### [Aufgabenstellung 1]
Wiederholen Sie unverändert die Zeilen der Auflistung, beginnend mit der Zeile, die „Task: put a dot on each instance of the snowy slope“ enthält, und endend mit dem Schluss der Auflistung, beide Enden eingeschlossen.

### [Textauszug]
Kurz zusammengefasst heißt das, dass der Agent das Kollektivhandeln des Prinzipals ermöglichen und fördern soll. Zu diesem Zweck übernimmt der Agent bestimmte Aufgaben, welche vom Prinzipal nicht mit gleicher Effektivität ausgeführt werden kann.

Dabei ist zu bedenken, dass der Prinzipal über das Handeln des Agenten nur unvollständig informiert ist. Dieses Problem wird „moral-hazard“ genannt. Es besteht also eine asymmetrische Informationsverteilung zu Lasten des Prinzipals. Um den Agenten zu kontrollieren, bedarf es Überwachungskosten, den so genannten Transaktionskosten.

### [Aufgabenstellung 2]
Schreiben Sie den Abschnitt des Textauszugs zur Prinzipal-Agent-Beziehung neu, beginnend bei „Dabei ist zu“ und endend bei „so genannten Transaktionskosten.“, und ersetzen Sie dabei „Überwachungskosten“ durch „Kontrollkosten“.

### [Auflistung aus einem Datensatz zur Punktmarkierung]
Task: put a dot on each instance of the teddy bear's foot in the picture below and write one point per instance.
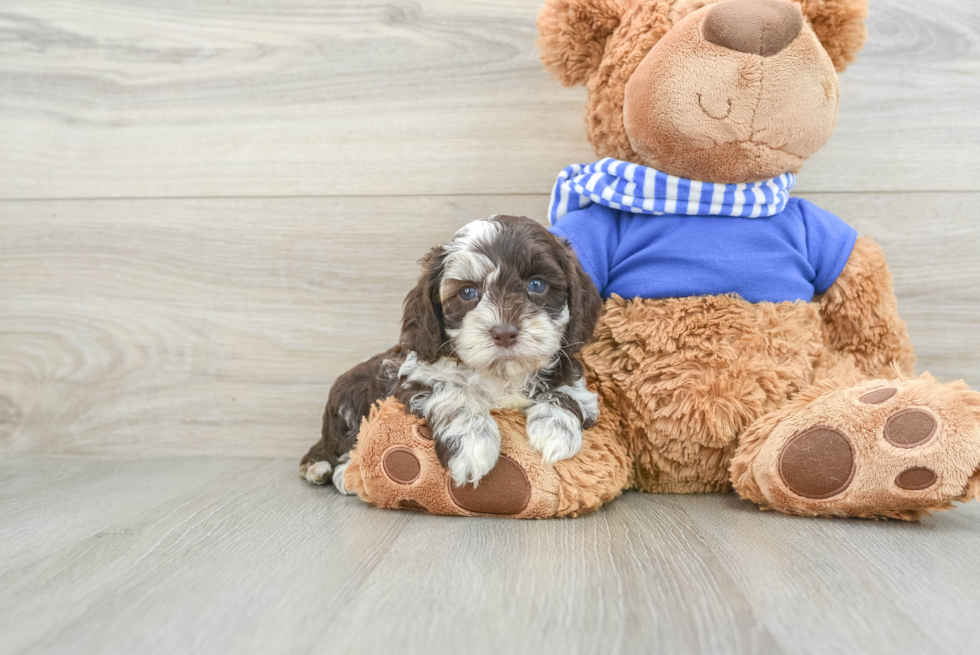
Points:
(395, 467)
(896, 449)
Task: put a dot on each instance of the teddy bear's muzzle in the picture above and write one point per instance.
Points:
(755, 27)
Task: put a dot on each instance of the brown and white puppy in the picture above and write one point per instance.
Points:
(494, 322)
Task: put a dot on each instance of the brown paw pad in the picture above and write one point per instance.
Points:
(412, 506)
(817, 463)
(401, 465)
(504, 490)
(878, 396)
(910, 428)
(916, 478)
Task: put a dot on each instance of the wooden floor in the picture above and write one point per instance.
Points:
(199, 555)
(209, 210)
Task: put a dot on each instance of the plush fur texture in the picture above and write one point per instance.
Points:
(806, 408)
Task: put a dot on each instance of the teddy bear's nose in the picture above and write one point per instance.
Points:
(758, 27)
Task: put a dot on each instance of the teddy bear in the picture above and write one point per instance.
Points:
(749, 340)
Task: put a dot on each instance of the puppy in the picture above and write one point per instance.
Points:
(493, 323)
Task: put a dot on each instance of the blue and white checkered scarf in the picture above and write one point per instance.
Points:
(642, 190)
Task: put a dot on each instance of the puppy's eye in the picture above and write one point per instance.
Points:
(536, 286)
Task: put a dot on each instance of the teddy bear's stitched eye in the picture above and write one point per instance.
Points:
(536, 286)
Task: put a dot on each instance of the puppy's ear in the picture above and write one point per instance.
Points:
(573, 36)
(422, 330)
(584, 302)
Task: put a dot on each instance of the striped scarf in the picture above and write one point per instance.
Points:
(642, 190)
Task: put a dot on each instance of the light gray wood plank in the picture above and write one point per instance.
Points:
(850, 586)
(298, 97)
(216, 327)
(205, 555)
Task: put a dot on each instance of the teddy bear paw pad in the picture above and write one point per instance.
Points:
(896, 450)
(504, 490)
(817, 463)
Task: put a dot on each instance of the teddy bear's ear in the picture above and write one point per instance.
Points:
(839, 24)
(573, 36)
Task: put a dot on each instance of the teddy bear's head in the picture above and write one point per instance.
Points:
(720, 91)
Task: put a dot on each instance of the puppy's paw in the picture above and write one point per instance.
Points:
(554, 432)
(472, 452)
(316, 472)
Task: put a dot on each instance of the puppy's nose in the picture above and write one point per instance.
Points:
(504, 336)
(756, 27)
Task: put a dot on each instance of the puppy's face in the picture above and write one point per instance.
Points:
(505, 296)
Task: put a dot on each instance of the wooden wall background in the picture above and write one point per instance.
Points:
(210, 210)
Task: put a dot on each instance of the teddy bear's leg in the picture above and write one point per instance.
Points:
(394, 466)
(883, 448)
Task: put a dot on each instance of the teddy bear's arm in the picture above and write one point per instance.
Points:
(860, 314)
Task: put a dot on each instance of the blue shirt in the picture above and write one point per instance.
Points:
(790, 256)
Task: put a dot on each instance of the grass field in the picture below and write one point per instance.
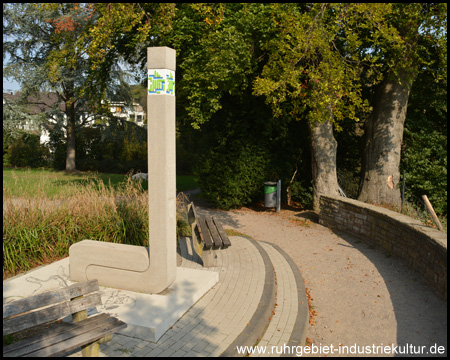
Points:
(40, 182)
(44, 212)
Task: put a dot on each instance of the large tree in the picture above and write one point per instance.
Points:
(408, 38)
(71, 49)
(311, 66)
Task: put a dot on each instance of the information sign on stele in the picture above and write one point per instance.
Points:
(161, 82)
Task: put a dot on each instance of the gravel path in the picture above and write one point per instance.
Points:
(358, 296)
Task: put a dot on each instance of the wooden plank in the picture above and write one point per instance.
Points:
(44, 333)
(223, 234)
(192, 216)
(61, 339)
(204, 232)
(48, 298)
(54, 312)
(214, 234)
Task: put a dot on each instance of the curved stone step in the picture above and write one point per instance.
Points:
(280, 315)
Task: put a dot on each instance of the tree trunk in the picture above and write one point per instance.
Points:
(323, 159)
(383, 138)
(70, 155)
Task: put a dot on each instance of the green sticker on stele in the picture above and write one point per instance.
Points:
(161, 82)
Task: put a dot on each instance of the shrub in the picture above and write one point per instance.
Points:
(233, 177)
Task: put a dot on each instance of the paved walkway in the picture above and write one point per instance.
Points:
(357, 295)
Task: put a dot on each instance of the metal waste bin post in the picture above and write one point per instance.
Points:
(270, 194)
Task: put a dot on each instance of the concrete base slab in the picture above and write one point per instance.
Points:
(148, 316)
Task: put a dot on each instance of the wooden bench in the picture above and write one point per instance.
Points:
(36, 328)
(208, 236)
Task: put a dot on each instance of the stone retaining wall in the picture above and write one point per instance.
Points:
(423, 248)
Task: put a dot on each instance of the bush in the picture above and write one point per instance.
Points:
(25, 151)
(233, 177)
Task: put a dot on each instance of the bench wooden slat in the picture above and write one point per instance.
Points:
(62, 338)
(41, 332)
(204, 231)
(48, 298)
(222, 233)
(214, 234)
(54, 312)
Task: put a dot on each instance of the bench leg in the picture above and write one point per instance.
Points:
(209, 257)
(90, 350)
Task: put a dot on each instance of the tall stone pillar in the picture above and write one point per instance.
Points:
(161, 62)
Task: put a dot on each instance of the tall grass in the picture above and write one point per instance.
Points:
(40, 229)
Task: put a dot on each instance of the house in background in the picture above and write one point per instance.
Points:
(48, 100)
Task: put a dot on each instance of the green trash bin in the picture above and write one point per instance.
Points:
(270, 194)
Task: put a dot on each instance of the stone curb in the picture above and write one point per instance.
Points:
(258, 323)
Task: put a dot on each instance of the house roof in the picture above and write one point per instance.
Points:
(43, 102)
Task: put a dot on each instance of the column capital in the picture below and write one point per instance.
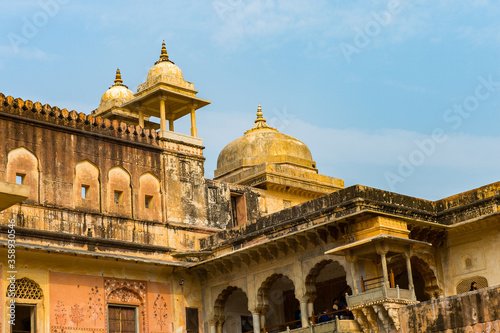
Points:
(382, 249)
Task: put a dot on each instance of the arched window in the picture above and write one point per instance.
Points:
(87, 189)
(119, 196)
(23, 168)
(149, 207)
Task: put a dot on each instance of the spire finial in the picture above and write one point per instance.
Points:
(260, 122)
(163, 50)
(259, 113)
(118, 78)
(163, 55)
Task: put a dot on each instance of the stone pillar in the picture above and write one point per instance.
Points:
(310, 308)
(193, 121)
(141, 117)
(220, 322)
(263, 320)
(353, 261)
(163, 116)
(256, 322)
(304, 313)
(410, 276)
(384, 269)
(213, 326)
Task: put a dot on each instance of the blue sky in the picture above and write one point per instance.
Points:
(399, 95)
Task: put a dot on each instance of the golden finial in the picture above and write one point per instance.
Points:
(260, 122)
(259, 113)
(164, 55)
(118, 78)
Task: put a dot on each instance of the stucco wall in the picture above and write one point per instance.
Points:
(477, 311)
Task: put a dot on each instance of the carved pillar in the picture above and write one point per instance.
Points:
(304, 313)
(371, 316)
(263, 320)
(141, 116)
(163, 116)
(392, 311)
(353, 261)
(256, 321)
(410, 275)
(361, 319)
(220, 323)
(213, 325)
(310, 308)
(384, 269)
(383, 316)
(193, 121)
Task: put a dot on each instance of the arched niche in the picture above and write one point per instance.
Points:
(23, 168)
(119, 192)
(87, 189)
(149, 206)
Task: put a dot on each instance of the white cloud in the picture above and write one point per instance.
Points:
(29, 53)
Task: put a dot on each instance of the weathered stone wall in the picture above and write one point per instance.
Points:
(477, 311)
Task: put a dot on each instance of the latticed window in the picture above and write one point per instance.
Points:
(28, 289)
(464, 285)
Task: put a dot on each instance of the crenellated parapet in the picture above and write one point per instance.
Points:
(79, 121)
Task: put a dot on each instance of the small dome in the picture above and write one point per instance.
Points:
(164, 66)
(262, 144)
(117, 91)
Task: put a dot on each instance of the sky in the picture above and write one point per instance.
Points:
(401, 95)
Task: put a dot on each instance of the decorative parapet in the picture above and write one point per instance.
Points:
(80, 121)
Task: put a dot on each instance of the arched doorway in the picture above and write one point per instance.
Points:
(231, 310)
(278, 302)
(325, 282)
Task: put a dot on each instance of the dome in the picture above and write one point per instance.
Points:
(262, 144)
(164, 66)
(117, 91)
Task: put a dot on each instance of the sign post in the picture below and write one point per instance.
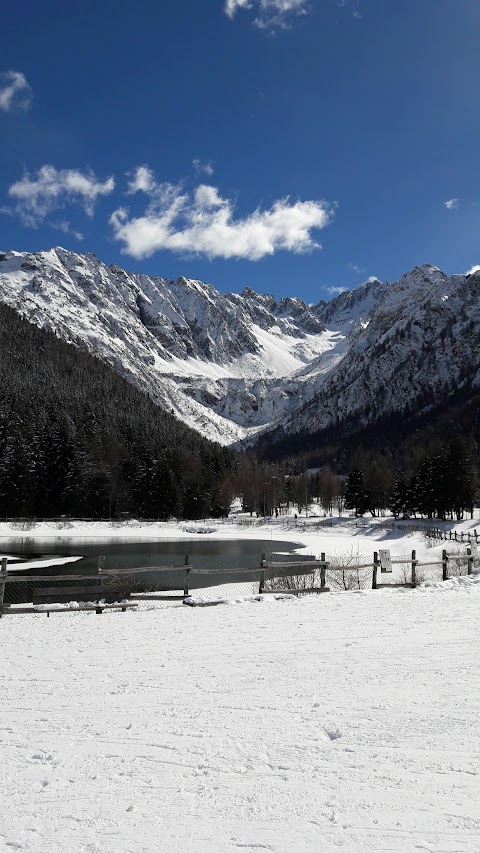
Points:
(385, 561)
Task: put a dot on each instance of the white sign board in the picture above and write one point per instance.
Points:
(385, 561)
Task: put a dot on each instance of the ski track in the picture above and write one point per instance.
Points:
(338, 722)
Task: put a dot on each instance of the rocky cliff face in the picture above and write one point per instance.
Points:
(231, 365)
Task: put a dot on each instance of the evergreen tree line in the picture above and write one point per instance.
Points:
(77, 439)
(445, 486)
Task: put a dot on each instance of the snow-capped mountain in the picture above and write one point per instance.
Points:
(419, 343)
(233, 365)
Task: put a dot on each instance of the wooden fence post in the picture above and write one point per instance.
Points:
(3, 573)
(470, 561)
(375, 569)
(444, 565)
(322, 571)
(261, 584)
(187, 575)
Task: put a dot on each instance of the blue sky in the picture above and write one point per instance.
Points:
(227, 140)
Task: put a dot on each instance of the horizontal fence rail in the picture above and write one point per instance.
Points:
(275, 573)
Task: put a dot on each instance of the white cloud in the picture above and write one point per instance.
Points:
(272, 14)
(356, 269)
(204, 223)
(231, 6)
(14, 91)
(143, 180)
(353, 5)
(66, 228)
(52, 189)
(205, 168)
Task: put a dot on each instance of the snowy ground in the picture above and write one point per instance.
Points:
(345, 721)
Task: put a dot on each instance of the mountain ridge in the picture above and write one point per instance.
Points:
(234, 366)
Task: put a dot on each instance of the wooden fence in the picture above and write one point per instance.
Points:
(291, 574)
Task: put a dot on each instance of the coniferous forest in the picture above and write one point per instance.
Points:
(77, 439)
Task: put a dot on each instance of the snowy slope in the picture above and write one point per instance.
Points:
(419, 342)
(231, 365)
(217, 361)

### [Lösung 1]
Task: put a dot on each instance of the snowy slope in the picture above and write one point per instance.
Points:
(419, 342)
(231, 365)
(217, 361)

### [Lösung 2]
Dabei ist zu bedenken, dass der Prinzipal über das Handeln des Agenten nur unvollständig informiert ist. Dieses Problem wird „moral-hazard“ genannt. Es besteht also eine asymmetrische Informationsverteilung zu Lasten des Prinzipals. Um den Agenten zu kontrollieren, bedarf es Kontrollkosten, den so genannten Transaktionskosten.